(文書抜粋)
╔══

ルイス・コールの場合、どうしてもテクニカルなところやサウンド面で語られがちだが、彼の真骨頂はメロディだと僕は思っている。いくら面白いサウンドでも曲がまずければこれだけ多くの人に支持されない。おかしみプラス大衆的な歌心が彼の音楽の肝だろう。その歌心を支えているのがボーカル力。実はルイス・コールは歌が上手い。声量で聴かせるタイプではないが、ファルセットだって全くピッチがぶれないし、高音になっても苦しさを感じさせないほどよい聴き心地はなかなかです。
 
そういえば来日するのかなと、今更ながら検索をかけてみましたが、このアルバムをフォローする来日公演はとっくにソールドアウトになってました。どれだけ凄いのか、一度、ライブを見てみたいものです。それにしても#5『Bitches』でのサム・ゲンデルとのマッチアップはカッコエエな。

The Car / Arctic Monkeys 感想レビュー

洋楽レビュー:
 
『The Car』(2022年)Arctic Monkeys
(ザ・カー/アークティック・モンキーズ)
 
 
アークティックと言えば長らく1st、2ndのガレージ・ロックというイメージだったが、今ではすっかり5作目『AM』(2013年)で示した重心が低く艶っぽいロックバンド、というイメージが定着している。加えて6作目の『Tranquility Base Hotel & Casino』(2018年)からはロックバンドの可動域を更に広めようとする野心的な取り組みで、もはや好きとか嫌いとかではなくちゃんと見ておかないといけないバンドの一員になった。
 
とはいえ、じゃお前はちゃんと見ていたのかというといささか心許なく、僕としては世間的には大評判な1st、2ndや『AM』よりも3作目『Humbug』(2009年)、とりわけ4作目の『Suck It And See』(2011年)が一番好きだったりするひねくれもので、その観点から言うと今作は割と好き。要するに、アレックスの奏でる風変わりなメロディによる歌モノが好きなのです。
 
前作『Tranquility~』は変わった作品で、もうあれぐらい突き抜けちゃうと好み云々ではなく姿勢として格好いいのだけど、歌モノ好きとしては随分とメロディが遠のいたなぁと。それとやっぱバンド感うすっ!っていう部分が印象としてはある。ただ『Tranquility~』はそれを補うだけのラジカルな姿勢があったればこそなわけで、とはいえそれが2作続くとなると流石にシンドイ。というところでリリースされた今作はというと、メロディは戻ってきています。メロディは戻ってきたうえで、ラジカルさはそのままにバンド感も上昇、てのが割と好きな理由です。アルバム・タイトルが『The Car』って、なんやそれ!やけど。
 
全体的なイメージは映画「コッドファーザー」。宇宙から戻ってきたとはいえ、マフィア(笑)。庶民感はなし。映画音楽、というか映画のような音楽。ゴージャスでしかもアレックスはアルバムを重ねる毎に歌が上手くなっている。2010年前後の作品が好きな身としては#1『There’d Better Be A Mirrorball』とか#7『Big Ideas』みたいな美しい曲が好み。彼らはもう過去作の延長線上のアルバムを作るという考えはないのだろうけど、時折こうしたメロウさが顔を覗かせるのが嬉しい。

╚══

(提供データ)
╔══

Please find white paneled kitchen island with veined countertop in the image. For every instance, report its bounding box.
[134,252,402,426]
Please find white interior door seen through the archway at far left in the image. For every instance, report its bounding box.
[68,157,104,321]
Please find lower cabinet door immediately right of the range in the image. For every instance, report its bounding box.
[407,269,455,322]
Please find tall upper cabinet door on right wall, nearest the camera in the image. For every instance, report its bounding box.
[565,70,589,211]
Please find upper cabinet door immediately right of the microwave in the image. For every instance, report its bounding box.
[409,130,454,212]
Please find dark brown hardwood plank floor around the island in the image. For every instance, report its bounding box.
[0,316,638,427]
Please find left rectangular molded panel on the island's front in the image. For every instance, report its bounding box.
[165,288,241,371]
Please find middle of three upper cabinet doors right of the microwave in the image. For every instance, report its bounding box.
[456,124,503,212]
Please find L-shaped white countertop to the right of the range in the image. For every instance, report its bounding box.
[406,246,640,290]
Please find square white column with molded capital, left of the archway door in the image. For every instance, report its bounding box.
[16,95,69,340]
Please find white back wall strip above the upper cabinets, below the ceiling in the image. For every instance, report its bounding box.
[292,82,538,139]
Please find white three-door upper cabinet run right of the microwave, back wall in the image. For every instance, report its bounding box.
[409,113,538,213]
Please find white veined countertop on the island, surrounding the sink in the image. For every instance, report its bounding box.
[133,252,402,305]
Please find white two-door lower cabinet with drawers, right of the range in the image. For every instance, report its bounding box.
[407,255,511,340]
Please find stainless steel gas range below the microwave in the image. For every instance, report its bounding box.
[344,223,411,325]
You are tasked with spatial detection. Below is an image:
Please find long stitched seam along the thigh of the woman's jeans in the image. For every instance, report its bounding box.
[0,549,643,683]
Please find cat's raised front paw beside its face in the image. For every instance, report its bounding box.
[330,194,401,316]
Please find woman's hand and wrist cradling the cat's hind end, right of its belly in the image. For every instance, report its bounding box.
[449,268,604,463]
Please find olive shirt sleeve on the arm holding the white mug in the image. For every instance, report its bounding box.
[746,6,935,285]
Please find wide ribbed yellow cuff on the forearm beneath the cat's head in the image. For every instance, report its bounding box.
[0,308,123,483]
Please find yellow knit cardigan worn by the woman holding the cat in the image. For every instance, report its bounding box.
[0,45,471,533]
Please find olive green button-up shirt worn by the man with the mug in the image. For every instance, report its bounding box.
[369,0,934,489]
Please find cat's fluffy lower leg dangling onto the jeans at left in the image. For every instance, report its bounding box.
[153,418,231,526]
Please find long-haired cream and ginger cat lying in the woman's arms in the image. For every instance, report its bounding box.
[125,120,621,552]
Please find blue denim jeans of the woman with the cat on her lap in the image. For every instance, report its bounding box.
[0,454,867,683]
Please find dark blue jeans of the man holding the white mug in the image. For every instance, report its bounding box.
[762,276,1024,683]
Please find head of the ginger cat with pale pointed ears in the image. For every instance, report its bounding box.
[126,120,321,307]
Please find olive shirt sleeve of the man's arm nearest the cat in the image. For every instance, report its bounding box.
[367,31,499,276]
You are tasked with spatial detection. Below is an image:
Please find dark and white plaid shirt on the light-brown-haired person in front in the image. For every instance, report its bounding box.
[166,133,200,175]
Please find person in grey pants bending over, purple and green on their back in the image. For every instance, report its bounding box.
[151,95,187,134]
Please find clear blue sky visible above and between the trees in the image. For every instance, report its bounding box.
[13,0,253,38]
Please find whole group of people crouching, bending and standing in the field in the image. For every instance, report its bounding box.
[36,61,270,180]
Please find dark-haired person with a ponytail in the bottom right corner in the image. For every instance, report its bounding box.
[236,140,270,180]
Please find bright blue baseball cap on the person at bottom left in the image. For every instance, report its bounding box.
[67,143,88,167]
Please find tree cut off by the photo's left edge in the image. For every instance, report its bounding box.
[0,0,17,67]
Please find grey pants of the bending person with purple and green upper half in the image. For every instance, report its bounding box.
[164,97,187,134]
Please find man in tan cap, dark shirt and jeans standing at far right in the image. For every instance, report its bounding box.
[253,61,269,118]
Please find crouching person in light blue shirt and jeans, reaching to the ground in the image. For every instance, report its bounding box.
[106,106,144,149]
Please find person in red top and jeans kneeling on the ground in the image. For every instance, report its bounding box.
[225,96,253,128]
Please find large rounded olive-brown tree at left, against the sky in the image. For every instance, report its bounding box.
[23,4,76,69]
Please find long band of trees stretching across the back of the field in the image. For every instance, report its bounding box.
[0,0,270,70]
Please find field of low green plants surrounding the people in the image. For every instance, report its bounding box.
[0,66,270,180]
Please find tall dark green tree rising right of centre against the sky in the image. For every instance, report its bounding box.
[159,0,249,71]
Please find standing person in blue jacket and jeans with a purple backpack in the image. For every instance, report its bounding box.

╚══
╔══

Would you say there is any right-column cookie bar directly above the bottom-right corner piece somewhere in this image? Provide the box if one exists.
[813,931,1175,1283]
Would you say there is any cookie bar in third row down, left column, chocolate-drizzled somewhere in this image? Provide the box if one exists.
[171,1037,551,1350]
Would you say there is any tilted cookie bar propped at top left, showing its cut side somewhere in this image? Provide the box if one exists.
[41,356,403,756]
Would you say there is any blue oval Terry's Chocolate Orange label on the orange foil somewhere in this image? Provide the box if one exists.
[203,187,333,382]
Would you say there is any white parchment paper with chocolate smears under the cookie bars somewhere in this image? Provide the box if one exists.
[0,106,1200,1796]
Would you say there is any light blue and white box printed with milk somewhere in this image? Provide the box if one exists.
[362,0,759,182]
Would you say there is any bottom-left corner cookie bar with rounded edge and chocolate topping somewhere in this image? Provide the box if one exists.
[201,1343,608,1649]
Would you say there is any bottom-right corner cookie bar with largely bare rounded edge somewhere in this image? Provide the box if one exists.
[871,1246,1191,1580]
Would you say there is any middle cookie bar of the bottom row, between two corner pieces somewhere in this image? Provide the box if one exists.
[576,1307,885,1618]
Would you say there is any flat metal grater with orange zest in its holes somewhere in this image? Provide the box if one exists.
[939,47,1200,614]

╚══

(実施事項)
1. 文書抜粋に基づき、次の問いに答えてください。
(a) Arctic Monkeysの5作目のアルバム名と、その発表年は何ですか。
(b) 筆者が「一番好きだったりする」と述べているのは何作目の、何という作品ですか。
(c) 『The Car』の全体的なイメージとして挙げられている映画は何ですか。
2. 文書抜粋において発表年が併記されているアルバムを、年とともにすべて挙げてください。

(期待される解答)
1.
(a) 『AM』、2013年です。
(b) 4作目の『Suck It And See』です。
(c) 「コッドファーザー」です。

2.
・『The Car』(2022年)
・『AM』(2013年)
・『Tranquility Base Hotel & Casino』(2018年)
・『Humbug』(2009年)
・『Suck It And See』(2011年)